■ Consigne écrite a:
Présentez sous forme de liste numérotée les lignes des enregistrements situées entre celle qui contient « Every instance of the green foliage » et celle qui contient « [[56, 170]] », bornes incluses, sans les lignes vides. Laissez les images hors de la réponse.

■ Extrait de notice:
--*--

REF: 8406

Rare lettre du protecteur de Corneille, François de Harlay, adressée à Richelieu.

François II Harlay (de) (Paris, 1585/1653)
Archevêque de Rouen de 1614 à 1651. Fin lettré, il fut le protecteur de Corneille.

Type de document : lettre autographe signée

Nb documents : 1 - Nb pages : 4 - Format : In-folio

Lieu : Château de Gaillon [Eure]

Date : 24/11/1633

Destinataire : Armand Jean du Plessis, cardinal de Richelieu (1585/1642).

--*--

■ Matériel fourni:
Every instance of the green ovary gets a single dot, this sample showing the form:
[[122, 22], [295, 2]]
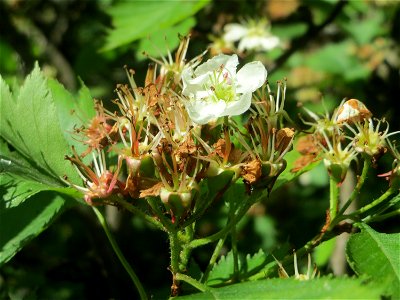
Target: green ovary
[[225, 92]]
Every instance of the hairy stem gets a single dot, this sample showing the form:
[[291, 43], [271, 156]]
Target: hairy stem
[[333, 198], [193, 282], [360, 183], [121, 257]]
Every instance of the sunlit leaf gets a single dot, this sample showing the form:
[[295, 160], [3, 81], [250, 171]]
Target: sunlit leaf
[[320, 288], [377, 255]]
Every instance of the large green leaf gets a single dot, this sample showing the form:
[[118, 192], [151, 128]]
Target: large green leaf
[[320, 288], [16, 189], [24, 222], [133, 20], [377, 255], [72, 110], [29, 122]]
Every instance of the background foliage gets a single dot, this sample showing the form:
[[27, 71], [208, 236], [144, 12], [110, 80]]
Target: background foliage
[[332, 50]]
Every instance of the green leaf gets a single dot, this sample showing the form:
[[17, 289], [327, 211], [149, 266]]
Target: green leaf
[[29, 122], [376, 255], [72, 111], [133, 20], [287, 175], [15, 189], [320, 288], [24, 222], [249, 265]]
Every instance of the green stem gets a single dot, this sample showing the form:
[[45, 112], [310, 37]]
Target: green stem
[[382, 217], [374, 203], [360, 183], [165, 221], [213, 259], [333, 198], [120, 256], [186, 251], [204, 241], [193, 282], [175, 248], [129, 207], [235, 254]]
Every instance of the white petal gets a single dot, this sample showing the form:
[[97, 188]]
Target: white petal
[[234, 32], [239, 106], [250, 43], [202, 112], [251, 77], [213, 64]]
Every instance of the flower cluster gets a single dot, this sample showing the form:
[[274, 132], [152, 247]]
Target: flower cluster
[[184, 126], [349, 133]]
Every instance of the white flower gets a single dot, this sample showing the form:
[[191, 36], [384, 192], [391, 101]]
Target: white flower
[[214, 89], [253, 35]]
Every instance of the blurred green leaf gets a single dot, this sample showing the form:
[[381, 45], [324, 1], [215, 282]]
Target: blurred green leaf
[[376, 255], [24, 222], [137, 19], [16, 189], [167, 38], [320, 288], [364, 30], [287, 175]]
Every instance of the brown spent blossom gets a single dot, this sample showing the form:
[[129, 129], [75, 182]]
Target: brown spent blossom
[[251, 171], [352, 111], [283, 139], [100, 133], [308, 149]]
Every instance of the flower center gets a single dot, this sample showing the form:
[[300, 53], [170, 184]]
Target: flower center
[[221, 85]]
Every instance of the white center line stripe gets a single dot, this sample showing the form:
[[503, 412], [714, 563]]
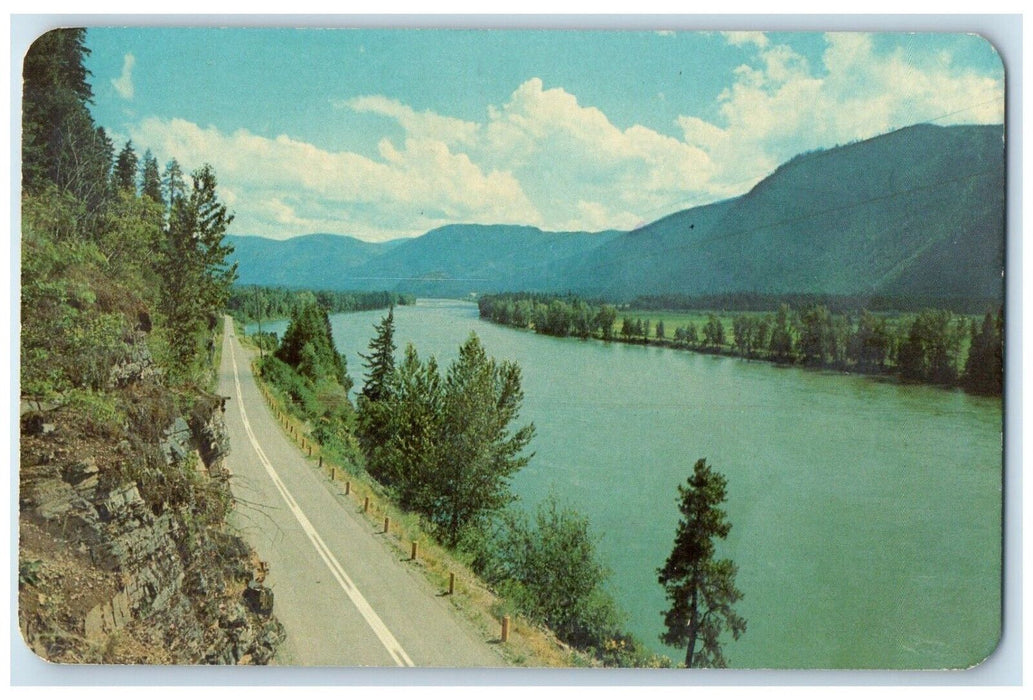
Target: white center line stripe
[[372, 618]]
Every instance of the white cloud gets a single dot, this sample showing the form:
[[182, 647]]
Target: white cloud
[[543, 158], [123, 84], [778, 105], [409, 190], [423, 125]]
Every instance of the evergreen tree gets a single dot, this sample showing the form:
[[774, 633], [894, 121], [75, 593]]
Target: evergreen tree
[[984, 367], [308, 346], [477, 453], [150, 178], [372, 426], [700, 587], [781, 344], [409, 420], [195, 277], [62, 147], [173, 185], [380, 361], [124, 177]]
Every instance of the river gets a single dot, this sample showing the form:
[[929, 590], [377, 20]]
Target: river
[[866, 515]]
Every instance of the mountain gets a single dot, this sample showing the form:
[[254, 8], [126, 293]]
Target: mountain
[[313, 261], [916, 212]]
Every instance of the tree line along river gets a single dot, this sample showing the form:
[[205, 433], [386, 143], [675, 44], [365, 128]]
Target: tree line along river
[[866, 515]]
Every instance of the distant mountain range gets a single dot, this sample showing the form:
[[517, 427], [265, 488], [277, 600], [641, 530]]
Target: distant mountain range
[[917, 212]]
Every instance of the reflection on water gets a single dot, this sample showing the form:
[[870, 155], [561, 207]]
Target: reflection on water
[[866, 515]]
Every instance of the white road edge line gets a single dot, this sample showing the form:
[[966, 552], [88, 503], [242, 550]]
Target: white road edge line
[[372, 618]]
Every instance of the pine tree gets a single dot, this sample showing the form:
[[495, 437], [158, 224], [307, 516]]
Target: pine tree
[[62, 147], [150, 178], [380, 361], [173, 185], [700, 587], [478, 454], [984, 367], [195, 277], [124, 178]]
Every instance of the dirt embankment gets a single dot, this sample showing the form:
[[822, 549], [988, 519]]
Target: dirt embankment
[[124, 552]]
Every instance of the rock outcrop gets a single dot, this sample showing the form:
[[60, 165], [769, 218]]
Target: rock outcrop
[[124, 553]]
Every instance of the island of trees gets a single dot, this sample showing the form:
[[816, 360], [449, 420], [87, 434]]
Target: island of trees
[[935, 346], [444, 444]]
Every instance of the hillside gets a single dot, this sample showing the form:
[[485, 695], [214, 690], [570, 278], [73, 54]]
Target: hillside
[[916, 212], [304, 261]]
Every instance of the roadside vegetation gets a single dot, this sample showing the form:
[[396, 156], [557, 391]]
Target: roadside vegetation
[[253, 304], [124, 278], [934, 346], [442, 446]]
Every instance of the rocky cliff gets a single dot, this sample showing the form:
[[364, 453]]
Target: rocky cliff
[[124, 551]]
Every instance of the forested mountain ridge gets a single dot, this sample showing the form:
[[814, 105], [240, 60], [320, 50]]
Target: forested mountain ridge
[[914, 212]]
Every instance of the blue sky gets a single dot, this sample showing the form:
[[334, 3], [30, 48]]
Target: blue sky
[[386, 133]]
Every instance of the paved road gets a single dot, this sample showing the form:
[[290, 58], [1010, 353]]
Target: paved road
[[345, 597]]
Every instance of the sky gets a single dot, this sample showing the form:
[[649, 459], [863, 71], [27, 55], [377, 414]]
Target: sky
[[383, 133]]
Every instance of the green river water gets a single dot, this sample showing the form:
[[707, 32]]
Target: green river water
[[866, 514]]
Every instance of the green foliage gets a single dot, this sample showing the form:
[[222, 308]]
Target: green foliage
[[444, 446], [553, 573], [61, 146], [308, 347], [150, 179], [372, 425], [932, 348], [477, 455], [249, 303], [124, 177], [408, 426], [700, 587], [871, 345], [984, 367], [195, 278], [68, 338], [380, 361]]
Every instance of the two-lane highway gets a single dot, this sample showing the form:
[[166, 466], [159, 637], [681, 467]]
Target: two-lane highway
[[345, 597]]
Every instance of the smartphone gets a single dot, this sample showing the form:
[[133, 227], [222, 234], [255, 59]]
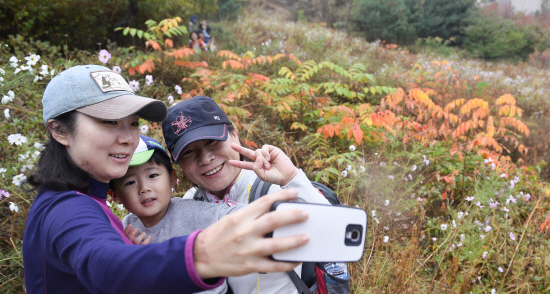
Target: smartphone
[[337, 233]]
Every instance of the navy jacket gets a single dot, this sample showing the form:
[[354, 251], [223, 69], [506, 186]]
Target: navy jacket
[[72, 245]]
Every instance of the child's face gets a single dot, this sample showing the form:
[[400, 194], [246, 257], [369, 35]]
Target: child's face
[[145, 191], [206, 163]]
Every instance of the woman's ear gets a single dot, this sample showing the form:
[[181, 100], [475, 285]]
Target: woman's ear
[[173, 179], [56, 129], [235, 135]]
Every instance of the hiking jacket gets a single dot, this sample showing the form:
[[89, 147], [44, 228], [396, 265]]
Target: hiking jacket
[[73, 243]]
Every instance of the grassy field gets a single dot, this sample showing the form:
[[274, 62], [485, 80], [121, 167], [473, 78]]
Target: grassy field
[[448, 167]]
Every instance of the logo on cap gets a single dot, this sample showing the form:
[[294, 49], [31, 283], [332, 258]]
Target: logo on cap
[[110, 81], [180, 125]]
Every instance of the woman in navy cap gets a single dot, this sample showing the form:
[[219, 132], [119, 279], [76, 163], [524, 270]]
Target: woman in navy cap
[[74, 244], [205, 144]]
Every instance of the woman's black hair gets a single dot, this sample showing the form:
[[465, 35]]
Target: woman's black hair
[[56, 170]]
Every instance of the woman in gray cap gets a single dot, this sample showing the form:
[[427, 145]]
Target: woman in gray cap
[[73, 243]]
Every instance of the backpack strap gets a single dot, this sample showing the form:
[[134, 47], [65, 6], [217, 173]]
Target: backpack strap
[[298, 283], [198, 196]]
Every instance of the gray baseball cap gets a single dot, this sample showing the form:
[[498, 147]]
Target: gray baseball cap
[[98, 92]]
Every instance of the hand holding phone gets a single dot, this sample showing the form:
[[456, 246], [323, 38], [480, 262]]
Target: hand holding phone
[[337, 233]]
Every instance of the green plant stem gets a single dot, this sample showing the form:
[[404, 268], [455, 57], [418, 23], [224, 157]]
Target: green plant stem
[[519, 242]]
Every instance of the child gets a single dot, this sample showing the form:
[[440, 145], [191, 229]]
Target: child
[[73, 243], [145, 191], [206, 146]]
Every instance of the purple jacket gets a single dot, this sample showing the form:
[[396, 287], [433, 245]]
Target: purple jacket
[[74, 244]]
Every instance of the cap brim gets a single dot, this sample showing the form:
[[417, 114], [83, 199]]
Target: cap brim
[[211, 132], [141, 158], [126, 105]]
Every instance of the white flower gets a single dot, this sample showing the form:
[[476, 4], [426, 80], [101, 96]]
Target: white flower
[[24, 156], [26, 167], [143, 129], [13, 207], [44, 70], [6, 99], [17, 139], [13, 61], [148, 79], [35, 155], [18, 179], [134, 85], [32, 59], [22, 68]]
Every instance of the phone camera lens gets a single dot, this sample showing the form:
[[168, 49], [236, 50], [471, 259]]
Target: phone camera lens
[[353, 235]]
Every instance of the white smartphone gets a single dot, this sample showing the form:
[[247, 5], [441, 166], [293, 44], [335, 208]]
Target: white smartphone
[[337, 233]]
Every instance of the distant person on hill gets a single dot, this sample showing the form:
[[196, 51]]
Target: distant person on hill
[[192, 22], [207, 38], [196, 43]]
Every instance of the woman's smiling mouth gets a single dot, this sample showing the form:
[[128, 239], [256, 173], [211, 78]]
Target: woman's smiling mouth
[[214, 171]]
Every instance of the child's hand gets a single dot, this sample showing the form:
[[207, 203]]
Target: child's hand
[[270, 164], [139, 240]]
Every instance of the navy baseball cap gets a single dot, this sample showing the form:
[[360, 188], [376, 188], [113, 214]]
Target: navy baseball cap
[[98, 92], [198, 118], [145, 150]]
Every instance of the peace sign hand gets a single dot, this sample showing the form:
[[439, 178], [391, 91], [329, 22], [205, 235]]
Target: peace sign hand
[[271, 164]]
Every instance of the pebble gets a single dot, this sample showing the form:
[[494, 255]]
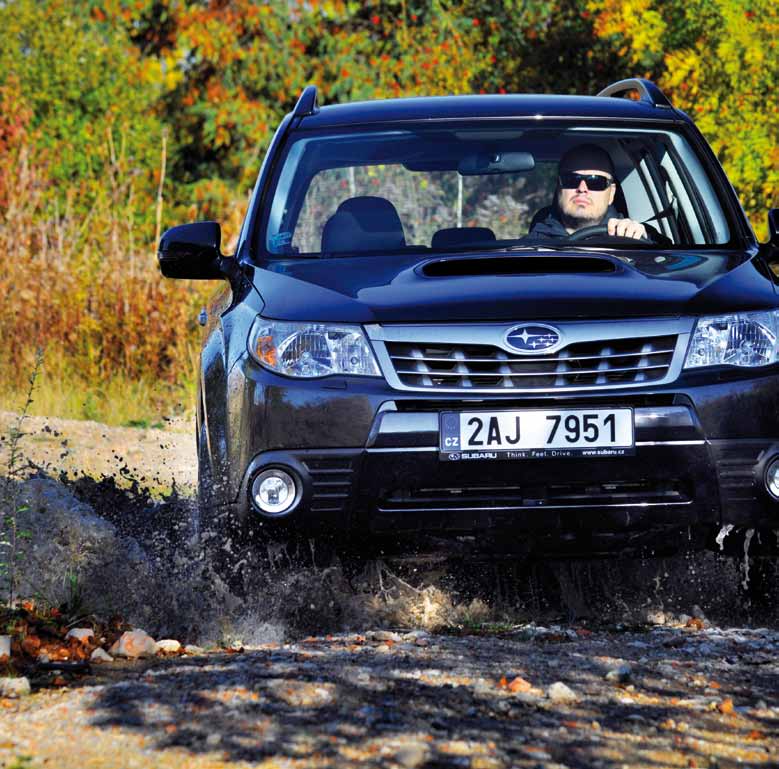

--*--

■ Consigne écrite b:
D'après l'extrait de notice, en quelle année François de Harlay devint-il archevêque de Rouen ?

■ Résultat a:
1. Every instance of the green foliage gets a single dot, this sample showing the form:
2. [[222, 308]]
3. Target: green foliage
4. [[444, 446], [553, 573], [61, 146], [308, 347], [150, 179], [372, 425], [932, 348], [477, 455], [249, 303], [124, 177], [408, 426], [700, 587], [871, 345], [984, 367], [195, 278], [68, 338], [380, 361]]
5. Every instance of the two-lane highway gets a single dot, this sample showing the form:
6. [[166, 466], [159, 637], [681, 467]]
7. Target: two-lane highway
8. [[345, 597]]
9. Every instance of the smartphone gets a single dot, this sample showing the form:
10. [[133, 227], [222, 234], [255, 59]]
11. Target: smartphone
12. [[337, 233]]
13. Every instance of the navy jacket gets a single dot, this sample showing the form:
14. [[354, 251], [223, 69], [506, 186]]
15. Target: navy jacket
16. [[72, 245]]
17. Every instance of the child's face gets a single dot, this sample showing the form:
18. [[400, 194], [246, 257], [369, 35]]
19. Target: child's face
20. [[145, 191], [206, 163]]
21. Every instance of the woman's ear gets a single dot, this sample showing the form:
22. [[181, 100], [475, 285]]
23. Target: woman's ear
24. [[173, 179], [56, 129], [235, 135]]
25. Every instance of the hiking jacket gets a single dot, this sample showing the form:
26. [[89, 147], [44, 228], [396, 265]]
27. Target: hiking jacket
28. [[73, 243]]
29. Every instance of the grassy field gets a single dot, this sample showing the form:
30. [[274, 62], [485, 80], [121, 167], [473, 78]]
31. Target: grassy field
32. [[448, 167]]
33. Every instance of the logo on cap gets a single dot, this sample showing the form:
34. [[294, 49], [31, 283], [332, 258]]
35. Target: logo on cap
36. [[110, 81], [180, 125]]
37. Every instance of the woman in navy cap gets a single dot, this sample showing the form:
38. [[219, 132], [119, 279], [76, 163], [524, 270]]
39. Target: woman in navy cap
40. [[74, 244], [205, 144]]
41. Every instance of the woman's black hair gets a single dot, this sample showing the form:
42. [[465, 35]]
43. Target: woman's black hair
44. [[56, 170]]

■ Résultat b:
En 1614.